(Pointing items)
'''
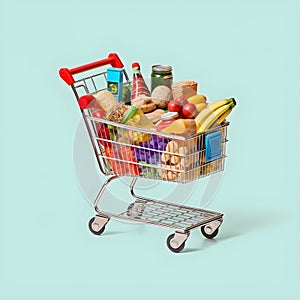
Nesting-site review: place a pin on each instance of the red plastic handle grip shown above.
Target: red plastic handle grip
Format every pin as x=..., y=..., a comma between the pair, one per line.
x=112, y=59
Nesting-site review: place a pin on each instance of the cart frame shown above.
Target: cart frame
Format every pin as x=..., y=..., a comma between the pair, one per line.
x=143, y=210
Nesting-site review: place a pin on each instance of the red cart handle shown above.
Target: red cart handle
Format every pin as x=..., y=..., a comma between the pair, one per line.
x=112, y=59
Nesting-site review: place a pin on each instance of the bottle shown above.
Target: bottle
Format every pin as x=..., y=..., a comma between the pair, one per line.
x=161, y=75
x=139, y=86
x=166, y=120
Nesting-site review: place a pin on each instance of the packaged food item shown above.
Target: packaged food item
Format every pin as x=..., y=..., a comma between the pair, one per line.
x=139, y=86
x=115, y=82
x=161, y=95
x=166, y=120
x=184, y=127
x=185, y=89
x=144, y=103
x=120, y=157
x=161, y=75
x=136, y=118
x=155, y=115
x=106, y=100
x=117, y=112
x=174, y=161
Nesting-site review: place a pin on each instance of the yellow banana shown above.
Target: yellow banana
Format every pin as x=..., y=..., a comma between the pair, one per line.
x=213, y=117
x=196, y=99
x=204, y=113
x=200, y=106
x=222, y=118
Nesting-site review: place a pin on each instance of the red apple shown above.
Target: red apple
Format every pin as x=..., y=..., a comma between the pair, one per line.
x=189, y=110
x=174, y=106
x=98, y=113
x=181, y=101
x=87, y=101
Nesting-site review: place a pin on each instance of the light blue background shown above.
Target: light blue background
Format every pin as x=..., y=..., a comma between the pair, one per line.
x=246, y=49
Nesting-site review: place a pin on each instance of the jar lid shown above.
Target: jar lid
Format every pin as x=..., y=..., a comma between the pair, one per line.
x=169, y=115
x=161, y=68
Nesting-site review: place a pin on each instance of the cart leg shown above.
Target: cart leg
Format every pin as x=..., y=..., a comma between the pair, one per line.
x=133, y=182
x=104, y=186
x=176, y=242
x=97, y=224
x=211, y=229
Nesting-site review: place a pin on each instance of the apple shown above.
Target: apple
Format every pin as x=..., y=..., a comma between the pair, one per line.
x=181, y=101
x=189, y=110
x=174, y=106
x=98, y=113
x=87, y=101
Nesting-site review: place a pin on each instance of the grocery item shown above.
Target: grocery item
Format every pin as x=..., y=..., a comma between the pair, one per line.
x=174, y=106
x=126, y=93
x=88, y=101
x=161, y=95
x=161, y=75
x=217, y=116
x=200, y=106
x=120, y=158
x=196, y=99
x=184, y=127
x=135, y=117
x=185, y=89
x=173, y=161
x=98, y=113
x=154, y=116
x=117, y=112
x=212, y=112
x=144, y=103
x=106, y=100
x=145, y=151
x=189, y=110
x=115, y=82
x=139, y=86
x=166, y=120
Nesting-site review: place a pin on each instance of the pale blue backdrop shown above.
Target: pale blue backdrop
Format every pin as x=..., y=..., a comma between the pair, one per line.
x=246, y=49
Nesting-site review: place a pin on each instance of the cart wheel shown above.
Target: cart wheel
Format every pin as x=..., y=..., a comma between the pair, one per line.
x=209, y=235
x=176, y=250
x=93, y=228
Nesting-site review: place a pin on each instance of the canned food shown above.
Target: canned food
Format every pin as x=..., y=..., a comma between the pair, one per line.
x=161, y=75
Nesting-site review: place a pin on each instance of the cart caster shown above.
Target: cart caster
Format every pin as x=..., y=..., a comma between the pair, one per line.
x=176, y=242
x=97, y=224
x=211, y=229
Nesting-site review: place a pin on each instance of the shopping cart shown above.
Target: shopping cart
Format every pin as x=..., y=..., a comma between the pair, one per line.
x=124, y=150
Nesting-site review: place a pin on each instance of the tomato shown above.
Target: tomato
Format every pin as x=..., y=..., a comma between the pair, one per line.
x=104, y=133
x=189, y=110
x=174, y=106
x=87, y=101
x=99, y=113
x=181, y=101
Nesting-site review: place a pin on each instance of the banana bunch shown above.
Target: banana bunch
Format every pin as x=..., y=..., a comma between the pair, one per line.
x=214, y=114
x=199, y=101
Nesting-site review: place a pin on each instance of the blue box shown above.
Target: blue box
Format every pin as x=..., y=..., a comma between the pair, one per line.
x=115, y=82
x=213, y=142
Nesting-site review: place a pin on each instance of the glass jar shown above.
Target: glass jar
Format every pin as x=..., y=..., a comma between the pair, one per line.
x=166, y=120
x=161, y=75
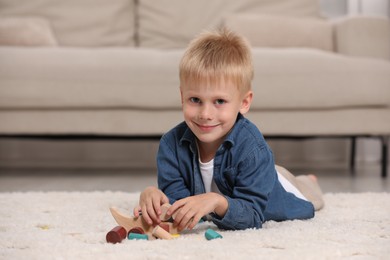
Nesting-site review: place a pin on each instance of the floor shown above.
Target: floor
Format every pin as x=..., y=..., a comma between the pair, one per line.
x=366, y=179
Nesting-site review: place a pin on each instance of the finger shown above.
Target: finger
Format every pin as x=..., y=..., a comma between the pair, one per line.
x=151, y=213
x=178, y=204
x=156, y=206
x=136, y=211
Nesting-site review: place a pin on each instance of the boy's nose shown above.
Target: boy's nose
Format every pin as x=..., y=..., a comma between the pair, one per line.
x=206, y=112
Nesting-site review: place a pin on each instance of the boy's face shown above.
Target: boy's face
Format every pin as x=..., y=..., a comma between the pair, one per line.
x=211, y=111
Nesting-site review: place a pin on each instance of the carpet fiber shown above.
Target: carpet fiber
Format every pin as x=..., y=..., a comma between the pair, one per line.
'''
Given instruction :: Could you put every line of all the items above into a JSON list of strings, one string per line, with blank lines dropped? Leave the pictures out of it.

Finished task ::
[
  "Nesting-site review: place a pin on each instance of the red plastic handle grip shown above.",
  "Target: red plastic handle grip",
  "Format every pin as x=..., y=..., a comma between the pair, one per line.",
  "x=112, y=59",
  "Nesting-site review: place a pin on each instance of the cart frame shown above.",
  "Target: cart frame",
  "Format every pin as x=..., y=..., a comma between the pair, one per line.",
  "x=143, y=210",
  "Nesting-site review: place a pin on each instance of the red cart handle shown above.",
  "Target: red cart handle",
  "Format every pin as x=..., y=..., a comma between the pair, one per line.",
  "x=112, y=59",
  "Nesting-site review: place a pin on each instance of the bottle shown above.",
  "Target: bottle",
  "Format every pin as x=..., y=..., a comma between the pair, one per line.",
  "x=161, y=75",
  "x=139, y=86",
  "x=166, y=120",
  "Nesting-site review: place a pin on each instance of the packaged food item shown above.",
  "Target: packaged food item",
  "Format every pin as x=..., y=..., a comma between the pair, one per line.",
  "x=139, y=86",
  "x=115, y=82",
  "x=161, y=95",
  "x=166, y=120",
  "x=184, y=127",
  "x=185, y=89",
  "x=144, y=103",
  "x=120, y=157",
  "x=161, y=75",
  "x=136, y=118",
  "x=155, y=115",
  "x=106, y=100",
  "x=117, y=112",
  "x=174, y=161",
  "Nesting-site review: place a pin on each instance of the yellow banana shown above.",
  "Target: yellow banana",
  "Format every pin as x=..., y=..., a comma between the pair, one per line.",
  "x=213, y=117",
  "x=196, y=99",
  "x=204, y=113",
  "x=200, y=106",
  "x=222, y=118",
  "Nesting-site review: place a pin on each instance of the red apple shown above.",
  "Target: red apple",
  "Format every pin as x=..., y=..., a comma between the pair, one per line.",
  "x=189, y=110",
  "x=174, y=106",
  "x=98, y=113",
  "x=181, y=101",
  "x=87, y=101",
  "Nesting-site review: place a pin on each instance of the light blue background shown above.",
  "Target: light blue background",
  "Format every pin as x=..., y=..., a comma between the pair, one per line.",
  "x=246, y=49",
  "Nesting-site review: place a pin on each instance of the jar lid shown above.",
  "Target: jar lid",
  "Format every pin as x=..., y=..., a comma between the pair, one per line.",
  "x=169, y=115",
  "x=161, y=68",
  "Nesting-site review: place a pin on each instance of the cart leg shown above.",
  "Target: cart leg",
  "Format every pin as x=..., y=..., a comma between the pair, one per line.",
  "x=133, y=182",
  "x=104, y=186",
  "x=176, y=242",
  "x=97, y=224",
  "x=211, y=229",
  "Nesting-site review: place a pin on each instance of the apple shown above.",
  "Target: apple",
  "Format every pin as x=..., y=..., a comma between the pair, one per line.",
  "x=181, y=101",
  "x=189, y=110",
  "x=174, y=106",
  "x=98, y=113",
  "x=87, y=101",
  "Nesting-site review: place a pin on each instance of the grocery item shown above.",
  "Target: grocery item",
  "Format every pin as x=..., y=..., a comma between the pair, one per line.",
  "x=174, y=106",
  "x=126, y=93",
  "x=88, y=101",
  "x=161, y=95",
  "x=161, y=75",
  "x=217, y=116",
  "x=200, y=106",
  "x=120, y=158",
  "x=196, y=99",
  "x=184, y=127",
  "x=135, y=117",
  "x=185, y=89",
  "x=173, y=161",
  "x=98, y=113",
  "x=154, y=116",
  "x=117, y=112",
  "x=212, y=112",
  "x=144, y=103",
  "x=106, y=100",
  "x=145, y=151",
  "x=189, y=110",
  "x=115, y=82",
  "x=139, y=86",
  "x=166, y=120",
  "Nesting-site review: place a pin on each instance of the pale blue backdrop shown above.",
  "Target: pale blue backdrop",
  "Format every pin as x=..., y=..., a comma between the pair, one per line.",
  "x=246, y=49",
  "Nesting-site review: place a pin on each instance of the cart wheel shown above.",
  "Target: cart wheel",
  "Format every pin as x=..., y=..., a comma between the pair, one per line.",
  "x=209, y=235",
  "x=176, y=250",
  "x=93, y=228",
  "Nesting-site review: place a pin on each instance of the canned food shown above.",
  "Target: canned food",
  "Format every pin as x=..., y=..., a comma between the pair, one per line.",
  "x=161, y=75",
  "Nesting-site review: place a pin on each instance of the cart caster shown above.",
  "Target: cart caster",
  "Format every pin as x=..., y=..., a comma between the pair, one per line.",
  "x=176, y=242",
  "x=97, y=224",
  "x=211, y=229",
  "Nesting-site review: place a pin on each instance of the shopping cart shown above.",
  "Target: shopping cart",
  "Format every pin as x=..., y=..., a comma between the pair, one per line.",
  "x=124, y=150",
  "Nesting-site review: place a pin on each instance of the tomato shown above.",
  "Target: tomato",
  "Format every pin as x=..., y=..., a comma between the pair, one per line.",
  "x=104, y=133",
  "x=189, y=110",
  "x=174, y=106",
  "x=87, y=101",
  "x=99, y=113",
  "x=181, y=101",
  "Nesting-site review: place a pin on each instance of the banana bunch shown above.",
  "Target: banana bunch",
  "Format every pin as x=..., y=..., a comma between the pair, one per line.",
  "x=214, y=114",
  "x=199, y=101",
  "Nesting-site review: place a pin on each instance of the blue box shown above.",
  "Target: blue box",
  "Format every pin as x=..., y=..., a comma between the pair, one per line.",
  "x=115, y=82",
  "x=213, y=142",
  "Nesting-site review: place a pin on each instance of the glass jar shown above.",
  "Target: glass jar",
  "Format every pin as x=..., y=..., a comma between the pair, one per line.",
  "x=166, y=120",
  "x=161, y=75",
  "Nesting-site review: place a pin on each instance of the floor shown above.",
  "Target: floor",
  "Format every pin as x=..., y=..., a comma between the pair, one per line.",
  "x=366, y=179",
  "Nesting-site review: place a pin on each instance of the finger shown above.",
  "Target: finger",
  "Format every pin as x=..., y=..., a comma between the pair, one per line.",
  "x=151, y=213",
  "x=178, y=204",
  "x=156, y=206",
  "x=136, y=211",
  "Nesting-site review: place a pin on each instance of the boy's nose shown above.",
  "Target: boy's nose",
  "Format every pin as x=..., y=..., a comma between the pair, one per line.",
  "x=206, y=112",
  "Nesting-site review: place a pin on each instance of the boy's face shown above.",
  "Target: boy's face",
  "Format every pin as x=..., y=..., a comma between the pair, one per line.",
  "x=211, y=111",
  "Nesting-site review: place a pin on each instance of the carpet fiber shown above.",
  "Target: carpet fiber",
  "Format every pin as x=..., y=..., a comma between the pair, one per line."
]